> Exercises to complete
1 > Do these statements agree with the passage on home office insurance? (a) A standard home policy puts significant restrictions on business-related claims. (b) Most insurers depart widely from the standard insurance forms. (c) The HO-3 and HO-4 policies treat business risks in very different ways. Answer yes or no for each, quoting the words of the passage that decide it.
2 > Could you extend the passage on home office insurance, picking up right after its last sentence?

> Passage given
[Start]

A home office can be a wonderful thing, sipping your morning coffee and deleting pesky emails while still wearing your PJs and fuzzy slippers.
But if you have a home office, insurance becomes an important consideration.
You’ll need a way to protect your business equipment, but you may also need a way to insure against business-related liability risks, which can be much costlier if you don’t have coverage.
Home Insurance Might Not Cover Your Home Office
Homeowners insurance companies are all business, but that doesn’t mean they’re always home-office friendly. A standard home policy places significant restrictions on business-related claims, and some types of losses aren’t covered at all.
For easy comparison in this article, we’ll examine the coverage provided for business risks by a standard HO-3 homeowners insurance policy and an HO-4 renters insurance policy. Individual insurers may use their own variations of these standard policies developed by the Insurance Services Office (ISO). However, most insurers tend to follow the standard insurance forms closely.
Both policy types approach business risks similarly.
Home Office Insurance: Personal Property
Your home insurance policy provides coverage for personal property, your personal belongings. If your computer and office equipment are owned by you as opposed to being owned by your business, you might find some coverage for your office equipment and furnishings. But the coverage limitations might surprise you.

[End]

> Stored data
[Start]

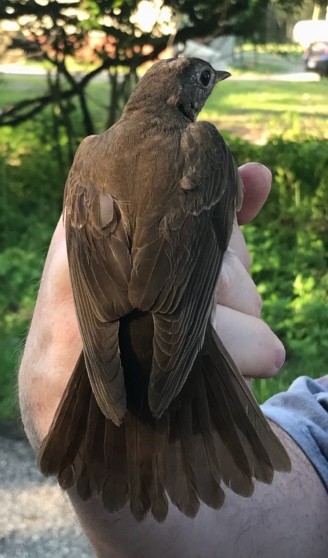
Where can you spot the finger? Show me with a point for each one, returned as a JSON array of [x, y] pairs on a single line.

[End]

> Answers per task
1 >
(a) Yes: "A standard home policy places significant restrictions on business-related claims"
(b) No: "most insurers tend to follow the standard insurance forms closely."
(c) No: "Both policy types approach business risks similarly."

2 >
A typical home insurance policy only provides up to $2,500 of coverage for business property. Some insurers provide an option to double the coverage amount to $5,000. But in both cases, the operative words are “up to,” meaning the coverage is predicated on your actual loss and capped by the limit.
Personal property is usually covered for actual cash value (ACV). Actual cash value is an adjusted value based on wear and tear due to age. This means your equipment began depreciating in terms of insured value as soon as you opened the box.
Again, some insurers offer an option to cover your property at full replacement cost. As the name suggests, replacement cost coverage pays the amount required to replace the item at today’s prices.
Addons or upgrades such as the ability to insure for full replacement cost are called endorsements. A standard HO-3 or HO-4 policy provides ACV coverage for personal property, and coverage for business equipment typically follows the same pattern.
Here’s an example of how coverage might apply. Imagine that faulty wiring causes a fire in your home, damaging your home office. Your home insurance policy will pay to repair damage to your home itself, but coverage for your business computer and other business equipment is limited.
With an unendorsed policy, your coverage for business equipment is limited to $2,500 with most insurers. A high-end business laptop alone can cost up to $3,000 to replace, and an office fire will likely affect more than just the computer. A damaged smartphone can cost $1,000 or more to replace. A combined loss of $4,000 with just these two items would leave a coverage gap of $1,500.
If you’ve invested a significant amount in your home office and equipment, check your coverage with your agent to see if any adjustments are needed. Depending on the value of your business equipment, it may be prudent to increase your coverage limit for business equipment using an endorsement or perhaps even consider a dedicated business policy.
Home Office Insurance: Personal Liability
Liability refers to our financial responsibility for losses suffered by others due to our actions or inactions.
As an example, if a snowstorm causes ice and someone slips and falls on the ice on your sidewalk two days after the storm, you may be liable for the cost of that person’s injuries. In this example, inaction is the cause of the injuries because the ice remained on the sidewalk for two days, creating a hazard.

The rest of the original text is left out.